What the task asks:
Give back the line where "x=616, y=504" appears and all the lines after it until the listing ends, unchanged and with nothing else.

Available data:
== == ==

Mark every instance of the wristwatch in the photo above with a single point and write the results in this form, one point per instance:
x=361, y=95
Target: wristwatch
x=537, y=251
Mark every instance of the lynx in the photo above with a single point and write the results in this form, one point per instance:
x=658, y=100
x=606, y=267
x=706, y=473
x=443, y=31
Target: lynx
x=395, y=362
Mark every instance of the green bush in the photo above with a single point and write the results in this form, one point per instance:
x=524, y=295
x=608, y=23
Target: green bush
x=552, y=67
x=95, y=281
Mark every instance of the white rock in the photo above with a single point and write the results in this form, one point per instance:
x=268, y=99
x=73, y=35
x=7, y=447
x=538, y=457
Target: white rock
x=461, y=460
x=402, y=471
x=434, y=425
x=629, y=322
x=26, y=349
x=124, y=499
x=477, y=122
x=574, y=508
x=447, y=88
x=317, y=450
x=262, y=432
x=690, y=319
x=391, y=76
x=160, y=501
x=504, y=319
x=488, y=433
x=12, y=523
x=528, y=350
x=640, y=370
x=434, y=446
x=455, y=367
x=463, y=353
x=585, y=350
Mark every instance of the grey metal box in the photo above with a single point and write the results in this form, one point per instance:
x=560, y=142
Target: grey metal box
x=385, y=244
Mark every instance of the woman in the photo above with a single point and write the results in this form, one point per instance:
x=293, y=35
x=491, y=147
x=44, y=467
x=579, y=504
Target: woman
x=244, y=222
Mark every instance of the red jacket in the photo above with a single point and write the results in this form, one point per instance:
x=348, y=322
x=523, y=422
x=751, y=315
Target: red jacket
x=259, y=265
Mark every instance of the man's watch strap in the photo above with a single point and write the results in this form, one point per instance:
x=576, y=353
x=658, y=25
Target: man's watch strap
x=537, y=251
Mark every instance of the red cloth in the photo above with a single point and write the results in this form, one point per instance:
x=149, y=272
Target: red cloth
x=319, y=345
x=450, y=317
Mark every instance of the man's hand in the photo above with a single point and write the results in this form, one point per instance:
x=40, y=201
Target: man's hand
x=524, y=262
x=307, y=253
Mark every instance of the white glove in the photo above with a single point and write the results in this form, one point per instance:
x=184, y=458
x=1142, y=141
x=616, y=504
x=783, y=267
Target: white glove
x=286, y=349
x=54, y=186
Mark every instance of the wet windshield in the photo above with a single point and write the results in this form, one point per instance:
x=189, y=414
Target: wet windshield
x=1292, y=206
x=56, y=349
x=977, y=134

== == ==

Exercise response:
x=616, y=504
x=783, y=267
Target: white glove
x=286, y=349
x=54, y=186
Mark every instance of the wet windshield in the photo above with a single point and write the results in this form, one point per instance:
x=189, y=414
Target: wet windshield
x=1292, y=206
x=56, y=349
x=977, y=134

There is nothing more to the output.